◆ **BRIEF**
Can you reproduce all of the items below word for word, leaving out the picture?

◆ **TASK MATERIAL**
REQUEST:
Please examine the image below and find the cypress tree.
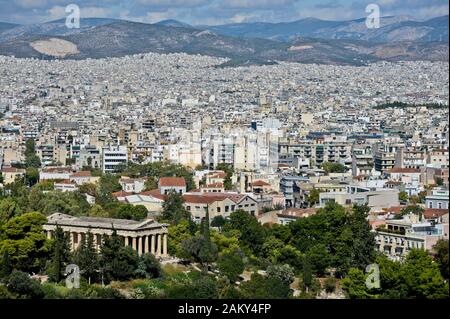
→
[49,226,70,282]
[0,251,13,280]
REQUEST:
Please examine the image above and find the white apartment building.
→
[102,145,128,173]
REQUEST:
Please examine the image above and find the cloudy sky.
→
[0,0,449,25]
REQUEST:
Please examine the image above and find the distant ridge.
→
[155,19,193,28]
[0,16,449,66]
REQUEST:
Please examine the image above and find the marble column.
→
[137,237,142,256]
[92,234,98,250]
[71,232,80,250]
[150,235,156,255]
[144,235,151,254]
[78,233,83,246]
[163,234,167,256]
[156,234,161,256]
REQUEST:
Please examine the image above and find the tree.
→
[161,191,190,225]
[401,249,449,299]
[306,244,330,276]
[216,163,234,190]
[7,270,44,299]
[267,265,295,286]
[0,197,22,223]
[48,226,70,282]
[137,254,162,278]
[167,220,192,258]
[342,268,373,299]
[325,277,337,293]
[433,239,449,280]
[217,251,245,283]
[240,273,292,299]
[0,251,13,279]
[226,209,266,255]
[0,213,50,272]
[302,257,312,292]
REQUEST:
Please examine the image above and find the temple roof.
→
[47,213,167,230]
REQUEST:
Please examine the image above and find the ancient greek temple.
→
[43,213,168,257]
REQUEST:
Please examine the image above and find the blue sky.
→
[0,0,449,25]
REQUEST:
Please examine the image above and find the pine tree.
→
[49,226,70,282]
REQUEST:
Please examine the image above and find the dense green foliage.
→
[342,249,449,299]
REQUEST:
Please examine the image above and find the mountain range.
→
[0,15,449,66]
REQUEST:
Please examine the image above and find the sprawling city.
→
[0,1,449,312]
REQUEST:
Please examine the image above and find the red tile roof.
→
[423,208,448,219]
[252,180,270,187]
[2,167,25,173]
[159,177,186,187]
[112,191,133,197]
[139,189,166,200]
[389,167,420,173]
[70,171,91,178]
[202,183,223,188]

◆ **REPLY TO THE TASK**
REQUEST:
Please examine the image below and find the cypress tree.
→
[49,226,70,282]
[0,251,13,280]
REQUEST:
Please examine the image above and find the white apartment building.
→
[102,145,128,173]
REQUEST:
Please examine the image above and find the cloudy sky.
→
[0,0,449,25]
REQUEST:
Please examine the image above and find the distant ridge.
→
[155,19,193,28]
[0,16,449,66]
REQUEST:
Please examine the image above and find the marble column.
→
[137,237,142,256]
[92,234,98,250]
[71,232,80,250]
[150,235,156,255]
[144,235,151,254]
[78,233,83,246]
[163,234,167,256]
[156,234,161,256]
REQUEST:
Please examine the image above and find the tree.
→
[161,191,190,225]
[401,249,449,299]
[306,244,330,276]
[216,163,234,190]
[7,270,44,299]
[267,265,295,286]
[0,197,22,223]
[48,226,70,282]
[137,254,162,278]
[167,220,192,258]
[342,268,373,299]
[325,277,337,293]
[433,239,449,280]
[217,251,245,283]
[240,273,292,299]
[0,251,13,279]
[226,209,266,255]
[0,213,50,272]
[302,257,312,292]
REQUEST:
Please examine the image above and find the temple roof.
→
[47,213,167,230]
REQUEST:
Please examine the image above and find the ancient greek temple.
→
[43,213,168,257]
REQUEST:
Please examine the image above and find the blue sky.
→
[0,0,449,25]
REQUEST:
Please examine the image above and find the pine tree.
→
[49,226,70,282]
REQUEST:
Please examine the image above and find the dense green foliage.
→
[342,249,449,299]
REQUEST:
Please examine the image above and find the mountain range.
→
[0,15,449,66]
REQUEST:
Please examine the image above and find the sprawling city.
→
[0,1,449,312]
REQUEST:
Please examine the image above and find the red tile roof.
→
[423,208,448,219]
[252,180,270,187]
[2,167,25,173]
[159,177,186,187]
[112,191,133,197]
[139,189,166,200]
[389,167,420,173]
[70,171,91,178]
[202,183,223,188]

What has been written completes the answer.